Условие задания 1
Определите, согласуются ли с приведенным ниже письмом утверждения (а), (б) и (в). На каждое ответьте «да» или «нет» и подтвердите ответ точной цитатой из письма.
(а) Автор рад критике Адамовича больше, чем письму адресата в редакцию.
(б) Автор признает, что в письме адресата правильно сказано о «незрелости».
(в) Автор соглашается, что ему свойственно «эстетское безразличие».
Условие задания 2
Напечатайте без изменений отрывок из приведенного ниже письма, начиная со слов «Во всяком случае, после» и дальше до слов «то, право, напрасно.».

Отрывок текста
......
5. В.Ф. Марков — М.В. Вишняку

11 июня 1956 г.

282, Clay St.

Monterey, Calif<ornia>

Многоуважаемый Марк Вениаминович!

Прочитал В<аше> письмо в «Н<овом> р<усском> с<лове>»[12] и, не дожидаясь ответа на мое к Вам (которого, возможно, и не будет), пишу еще раз. Мне немного странно, что когда я писал более или менее прилично, мало кто замечал, когда я написал свою лучшую поэму[13] несколько лет тому назад, хоть бы одна душа отозвалась, а вот когда я написал скверное и случайное — становлюсь «знаменитостью» и великие мира сего почитают меня своими негативными отзывами. Вашему письму в редакцию я несравненно больше рад, чем критике Адамовича (которого, кстати, раздражает не моя выходка против Кусковой, а мои возражения на его книгу, довольно почтительные с моей стороны, как мне кажется). В В<ашем> письме есть ирония («Заратустра»), правильно сказано о «незрелости» (только не возрастной, у меня в письме к Вам было сказано точнее: духовной). «Эстетского безразличия» у меня, однако, нет — это тот ложный образ, который Вы себе составили в посещение Монтерея (тогда ведь в моем присутствии даже на Полторацкого[14], человека по взглядам совершенно противоположного Вам, Вы смотрели как на союзника, желая «единого фронта» против меня, а у меня всего только была задиристость, без которой, ей-Богу, было бы скучно жить). У меня только ценности несколько иные. К В<ашим> ценностям я, возможно, приду; беда, что Вы, по-видимому, моих никогда не примете (даже тех, которые несомненны).

Во всяком случае, после рецензии Адамовича я не могу побороть неприятного чувства к нему (там есть очень нехорошие вещи, если разобраться), а к Вам человечески отношусь очень хорошо. Как Вы ко мне, не знаю, но если плохо, то, право, напрасно.
......
(Часть файла данных)

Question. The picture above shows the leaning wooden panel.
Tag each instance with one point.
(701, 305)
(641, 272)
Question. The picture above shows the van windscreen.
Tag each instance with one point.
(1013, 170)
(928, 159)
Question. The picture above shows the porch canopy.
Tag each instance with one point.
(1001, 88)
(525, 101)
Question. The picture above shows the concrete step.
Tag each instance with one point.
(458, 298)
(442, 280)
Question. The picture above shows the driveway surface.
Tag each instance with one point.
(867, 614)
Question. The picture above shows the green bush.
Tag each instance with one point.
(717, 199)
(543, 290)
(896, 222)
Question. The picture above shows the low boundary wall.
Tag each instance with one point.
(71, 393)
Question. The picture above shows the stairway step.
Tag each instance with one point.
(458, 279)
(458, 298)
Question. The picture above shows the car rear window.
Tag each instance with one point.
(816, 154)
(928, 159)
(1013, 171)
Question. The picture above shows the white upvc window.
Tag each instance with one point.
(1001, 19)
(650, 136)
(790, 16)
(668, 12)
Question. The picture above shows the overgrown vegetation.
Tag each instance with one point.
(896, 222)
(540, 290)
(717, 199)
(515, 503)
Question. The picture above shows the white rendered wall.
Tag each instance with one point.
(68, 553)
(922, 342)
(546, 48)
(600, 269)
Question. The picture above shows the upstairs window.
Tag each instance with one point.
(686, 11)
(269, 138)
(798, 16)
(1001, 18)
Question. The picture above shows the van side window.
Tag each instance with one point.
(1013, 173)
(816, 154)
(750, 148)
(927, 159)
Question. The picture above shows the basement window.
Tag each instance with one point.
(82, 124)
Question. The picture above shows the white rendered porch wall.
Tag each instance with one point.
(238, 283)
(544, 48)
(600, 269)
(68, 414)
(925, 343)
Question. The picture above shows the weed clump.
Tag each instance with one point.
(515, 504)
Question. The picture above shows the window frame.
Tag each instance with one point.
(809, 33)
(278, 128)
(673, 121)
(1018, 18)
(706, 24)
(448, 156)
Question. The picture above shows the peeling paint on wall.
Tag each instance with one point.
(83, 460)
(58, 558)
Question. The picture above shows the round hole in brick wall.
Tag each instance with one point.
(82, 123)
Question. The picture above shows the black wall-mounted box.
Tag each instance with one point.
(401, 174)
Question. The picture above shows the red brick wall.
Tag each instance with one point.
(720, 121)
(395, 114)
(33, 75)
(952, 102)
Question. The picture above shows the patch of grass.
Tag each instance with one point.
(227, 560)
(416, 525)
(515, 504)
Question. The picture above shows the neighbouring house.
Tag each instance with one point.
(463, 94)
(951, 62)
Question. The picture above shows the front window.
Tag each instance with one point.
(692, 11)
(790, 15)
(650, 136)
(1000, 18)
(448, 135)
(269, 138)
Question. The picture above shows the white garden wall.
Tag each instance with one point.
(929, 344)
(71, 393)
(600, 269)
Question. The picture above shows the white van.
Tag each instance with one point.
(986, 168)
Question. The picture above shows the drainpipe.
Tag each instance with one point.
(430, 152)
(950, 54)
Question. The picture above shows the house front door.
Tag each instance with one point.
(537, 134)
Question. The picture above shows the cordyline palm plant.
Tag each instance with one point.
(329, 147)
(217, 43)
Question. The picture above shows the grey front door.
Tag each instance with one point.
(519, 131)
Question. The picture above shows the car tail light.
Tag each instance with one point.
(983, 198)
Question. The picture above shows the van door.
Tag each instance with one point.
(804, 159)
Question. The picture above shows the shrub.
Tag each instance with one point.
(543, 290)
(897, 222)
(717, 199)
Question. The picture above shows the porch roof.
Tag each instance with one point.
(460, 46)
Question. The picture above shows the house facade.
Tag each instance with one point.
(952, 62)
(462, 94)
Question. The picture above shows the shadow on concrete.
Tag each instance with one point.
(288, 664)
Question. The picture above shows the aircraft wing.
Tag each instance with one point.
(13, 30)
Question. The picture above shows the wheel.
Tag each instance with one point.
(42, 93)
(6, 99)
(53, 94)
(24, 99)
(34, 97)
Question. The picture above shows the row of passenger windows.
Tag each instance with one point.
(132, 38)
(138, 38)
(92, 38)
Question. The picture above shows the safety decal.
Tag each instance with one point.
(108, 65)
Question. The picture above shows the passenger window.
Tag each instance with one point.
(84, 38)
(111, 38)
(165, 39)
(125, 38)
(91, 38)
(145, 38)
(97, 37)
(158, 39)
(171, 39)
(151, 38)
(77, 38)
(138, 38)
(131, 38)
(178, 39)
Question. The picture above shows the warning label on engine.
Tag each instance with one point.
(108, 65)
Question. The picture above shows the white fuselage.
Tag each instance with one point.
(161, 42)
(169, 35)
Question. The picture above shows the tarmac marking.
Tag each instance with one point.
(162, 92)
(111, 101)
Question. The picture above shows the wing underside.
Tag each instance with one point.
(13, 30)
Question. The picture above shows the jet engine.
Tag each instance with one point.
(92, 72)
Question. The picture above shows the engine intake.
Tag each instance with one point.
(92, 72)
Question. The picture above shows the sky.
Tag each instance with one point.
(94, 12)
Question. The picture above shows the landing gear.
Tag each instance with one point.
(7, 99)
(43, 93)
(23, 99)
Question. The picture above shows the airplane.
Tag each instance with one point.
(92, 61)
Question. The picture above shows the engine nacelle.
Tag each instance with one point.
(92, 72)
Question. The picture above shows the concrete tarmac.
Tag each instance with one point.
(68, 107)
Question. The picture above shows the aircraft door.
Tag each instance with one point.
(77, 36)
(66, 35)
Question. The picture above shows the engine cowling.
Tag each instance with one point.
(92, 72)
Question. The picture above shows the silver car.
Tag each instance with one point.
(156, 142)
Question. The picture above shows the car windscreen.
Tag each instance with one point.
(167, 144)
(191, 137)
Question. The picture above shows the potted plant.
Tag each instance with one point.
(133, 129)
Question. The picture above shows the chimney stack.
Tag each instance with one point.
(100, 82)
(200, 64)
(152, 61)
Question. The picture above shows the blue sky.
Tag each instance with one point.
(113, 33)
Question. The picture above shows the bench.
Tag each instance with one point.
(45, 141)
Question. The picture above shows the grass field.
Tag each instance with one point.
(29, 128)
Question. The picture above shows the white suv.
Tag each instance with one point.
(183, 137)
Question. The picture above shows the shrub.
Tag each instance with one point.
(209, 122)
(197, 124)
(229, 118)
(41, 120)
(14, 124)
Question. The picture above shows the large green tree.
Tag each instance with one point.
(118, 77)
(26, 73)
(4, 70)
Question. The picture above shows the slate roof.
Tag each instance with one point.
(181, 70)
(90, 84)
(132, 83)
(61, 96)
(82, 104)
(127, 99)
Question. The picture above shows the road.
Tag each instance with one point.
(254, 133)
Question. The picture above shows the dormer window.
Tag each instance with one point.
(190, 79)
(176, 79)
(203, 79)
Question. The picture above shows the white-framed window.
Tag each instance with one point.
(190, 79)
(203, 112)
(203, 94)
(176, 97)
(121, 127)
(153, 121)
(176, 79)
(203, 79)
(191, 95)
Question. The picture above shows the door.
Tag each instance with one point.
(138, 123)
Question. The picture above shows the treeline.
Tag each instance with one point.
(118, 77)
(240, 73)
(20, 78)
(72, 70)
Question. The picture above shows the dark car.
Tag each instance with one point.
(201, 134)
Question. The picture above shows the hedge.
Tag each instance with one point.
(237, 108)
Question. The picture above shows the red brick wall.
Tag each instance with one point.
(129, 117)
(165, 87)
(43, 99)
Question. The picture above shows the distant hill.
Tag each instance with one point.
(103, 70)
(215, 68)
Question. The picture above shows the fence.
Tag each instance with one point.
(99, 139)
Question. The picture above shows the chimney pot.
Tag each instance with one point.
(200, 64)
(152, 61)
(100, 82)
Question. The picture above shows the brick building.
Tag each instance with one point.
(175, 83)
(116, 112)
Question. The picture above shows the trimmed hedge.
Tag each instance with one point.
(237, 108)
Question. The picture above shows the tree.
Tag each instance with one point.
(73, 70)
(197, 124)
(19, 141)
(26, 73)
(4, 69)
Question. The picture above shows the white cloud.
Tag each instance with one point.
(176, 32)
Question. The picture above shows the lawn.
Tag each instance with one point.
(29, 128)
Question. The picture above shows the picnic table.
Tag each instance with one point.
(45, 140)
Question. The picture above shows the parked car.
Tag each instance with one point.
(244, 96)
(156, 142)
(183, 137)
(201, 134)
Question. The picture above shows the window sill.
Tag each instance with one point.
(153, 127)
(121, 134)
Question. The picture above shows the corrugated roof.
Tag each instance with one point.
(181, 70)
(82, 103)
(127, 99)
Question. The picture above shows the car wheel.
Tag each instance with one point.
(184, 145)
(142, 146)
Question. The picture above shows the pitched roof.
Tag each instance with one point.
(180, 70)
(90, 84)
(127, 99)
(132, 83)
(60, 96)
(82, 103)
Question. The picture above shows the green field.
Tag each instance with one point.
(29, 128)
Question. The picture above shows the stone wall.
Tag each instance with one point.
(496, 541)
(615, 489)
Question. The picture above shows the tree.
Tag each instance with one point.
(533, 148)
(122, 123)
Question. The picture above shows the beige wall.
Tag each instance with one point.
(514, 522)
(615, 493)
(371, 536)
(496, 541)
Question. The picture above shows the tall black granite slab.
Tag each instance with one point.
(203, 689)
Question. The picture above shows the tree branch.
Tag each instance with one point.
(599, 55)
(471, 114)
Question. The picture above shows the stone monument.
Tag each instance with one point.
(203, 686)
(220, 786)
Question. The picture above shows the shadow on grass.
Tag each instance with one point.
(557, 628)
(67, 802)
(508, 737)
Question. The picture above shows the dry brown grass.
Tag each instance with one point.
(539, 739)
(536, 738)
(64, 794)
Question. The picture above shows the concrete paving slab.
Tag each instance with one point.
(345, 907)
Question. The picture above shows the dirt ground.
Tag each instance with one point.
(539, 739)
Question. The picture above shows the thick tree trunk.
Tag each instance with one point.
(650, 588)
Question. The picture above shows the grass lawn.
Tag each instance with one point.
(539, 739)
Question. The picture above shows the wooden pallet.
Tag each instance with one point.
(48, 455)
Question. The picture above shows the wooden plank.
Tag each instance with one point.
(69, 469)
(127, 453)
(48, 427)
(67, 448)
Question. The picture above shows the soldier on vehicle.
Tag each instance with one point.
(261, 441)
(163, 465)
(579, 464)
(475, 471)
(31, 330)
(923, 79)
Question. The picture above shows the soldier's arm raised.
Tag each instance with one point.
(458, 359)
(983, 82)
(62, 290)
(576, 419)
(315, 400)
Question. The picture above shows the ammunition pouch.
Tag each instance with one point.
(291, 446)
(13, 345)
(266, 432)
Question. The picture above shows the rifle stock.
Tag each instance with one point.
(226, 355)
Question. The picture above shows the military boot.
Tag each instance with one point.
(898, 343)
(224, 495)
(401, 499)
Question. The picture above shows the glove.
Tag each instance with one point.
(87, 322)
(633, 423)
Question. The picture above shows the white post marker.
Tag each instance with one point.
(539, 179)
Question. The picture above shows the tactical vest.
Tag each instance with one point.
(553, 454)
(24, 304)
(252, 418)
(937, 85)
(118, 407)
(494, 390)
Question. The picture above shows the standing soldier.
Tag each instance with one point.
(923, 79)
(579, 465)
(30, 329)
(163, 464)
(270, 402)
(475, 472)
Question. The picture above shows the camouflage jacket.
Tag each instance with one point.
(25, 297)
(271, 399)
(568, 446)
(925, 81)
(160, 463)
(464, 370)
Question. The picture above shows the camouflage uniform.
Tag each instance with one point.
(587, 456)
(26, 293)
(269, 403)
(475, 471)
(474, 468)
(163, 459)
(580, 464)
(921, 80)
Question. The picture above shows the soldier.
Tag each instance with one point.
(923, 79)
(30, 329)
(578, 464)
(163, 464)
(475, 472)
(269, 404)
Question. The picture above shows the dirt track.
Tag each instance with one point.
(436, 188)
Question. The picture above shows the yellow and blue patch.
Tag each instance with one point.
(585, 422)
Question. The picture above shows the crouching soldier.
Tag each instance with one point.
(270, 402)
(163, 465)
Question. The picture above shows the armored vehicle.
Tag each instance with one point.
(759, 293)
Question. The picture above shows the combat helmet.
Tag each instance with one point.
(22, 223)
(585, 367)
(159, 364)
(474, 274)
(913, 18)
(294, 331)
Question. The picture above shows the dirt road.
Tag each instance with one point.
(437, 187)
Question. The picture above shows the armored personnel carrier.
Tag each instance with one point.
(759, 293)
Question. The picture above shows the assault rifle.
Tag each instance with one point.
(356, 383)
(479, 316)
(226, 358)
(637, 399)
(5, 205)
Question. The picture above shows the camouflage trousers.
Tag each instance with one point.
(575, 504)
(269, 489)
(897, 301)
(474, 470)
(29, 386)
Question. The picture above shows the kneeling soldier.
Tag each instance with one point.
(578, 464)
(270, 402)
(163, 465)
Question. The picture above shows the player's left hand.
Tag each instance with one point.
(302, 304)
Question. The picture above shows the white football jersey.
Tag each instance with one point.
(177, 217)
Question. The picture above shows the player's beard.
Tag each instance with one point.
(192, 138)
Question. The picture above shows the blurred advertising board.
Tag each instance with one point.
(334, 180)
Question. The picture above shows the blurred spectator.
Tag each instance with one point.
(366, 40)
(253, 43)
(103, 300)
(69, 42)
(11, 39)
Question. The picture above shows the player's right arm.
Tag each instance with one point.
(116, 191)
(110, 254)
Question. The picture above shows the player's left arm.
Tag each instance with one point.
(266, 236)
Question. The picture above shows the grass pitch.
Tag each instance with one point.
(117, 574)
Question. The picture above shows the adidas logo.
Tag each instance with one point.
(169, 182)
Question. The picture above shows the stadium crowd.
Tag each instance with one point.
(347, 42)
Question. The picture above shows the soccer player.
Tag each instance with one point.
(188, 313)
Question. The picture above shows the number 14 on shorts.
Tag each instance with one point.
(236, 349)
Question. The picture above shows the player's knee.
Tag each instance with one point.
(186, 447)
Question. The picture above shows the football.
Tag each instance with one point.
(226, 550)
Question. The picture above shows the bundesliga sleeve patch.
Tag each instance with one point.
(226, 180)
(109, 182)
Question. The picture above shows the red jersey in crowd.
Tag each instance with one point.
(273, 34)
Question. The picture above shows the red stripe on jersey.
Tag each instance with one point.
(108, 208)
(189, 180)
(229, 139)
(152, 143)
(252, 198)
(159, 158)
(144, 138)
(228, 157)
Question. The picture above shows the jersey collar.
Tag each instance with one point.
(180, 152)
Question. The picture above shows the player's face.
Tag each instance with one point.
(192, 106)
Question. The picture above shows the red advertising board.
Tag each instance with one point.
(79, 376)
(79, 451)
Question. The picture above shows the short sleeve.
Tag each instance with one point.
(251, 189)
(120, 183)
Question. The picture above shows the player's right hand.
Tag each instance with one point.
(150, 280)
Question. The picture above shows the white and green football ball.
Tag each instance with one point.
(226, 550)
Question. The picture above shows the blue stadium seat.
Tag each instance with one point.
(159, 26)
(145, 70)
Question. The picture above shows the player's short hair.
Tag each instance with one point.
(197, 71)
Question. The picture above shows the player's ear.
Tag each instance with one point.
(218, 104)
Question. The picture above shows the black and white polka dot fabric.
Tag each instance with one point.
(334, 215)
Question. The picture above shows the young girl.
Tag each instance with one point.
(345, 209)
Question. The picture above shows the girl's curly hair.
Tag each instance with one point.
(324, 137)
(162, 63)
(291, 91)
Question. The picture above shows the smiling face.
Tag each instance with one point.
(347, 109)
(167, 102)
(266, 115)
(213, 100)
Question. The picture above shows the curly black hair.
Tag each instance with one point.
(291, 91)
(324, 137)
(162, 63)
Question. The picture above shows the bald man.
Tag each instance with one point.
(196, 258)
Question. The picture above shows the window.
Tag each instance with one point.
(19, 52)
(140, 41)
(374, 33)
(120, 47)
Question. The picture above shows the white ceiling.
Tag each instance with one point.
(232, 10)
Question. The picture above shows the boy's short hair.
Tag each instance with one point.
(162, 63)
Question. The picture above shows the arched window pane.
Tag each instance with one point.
......
Готовый ответ 1
(а) Нет: «Вашему письму в редакцию я несравненно больше рад, чем критике Адамовича».
(б) Да: «правильно сказано о «незрелости»».
(в) Нет: «„Эстетского безразличия“ у меня, однако, нет».

Готовый ответ 2
Во всяком случае, после рецензии Адамовича я не могу побороть неприятного чувства к нему (там есть очень нехорошие вещи, если разобраться), а к Вам человечески отношусь очень хорошо. Как Вы ко мне, не знаю, но если плохо, то, право, напрасно.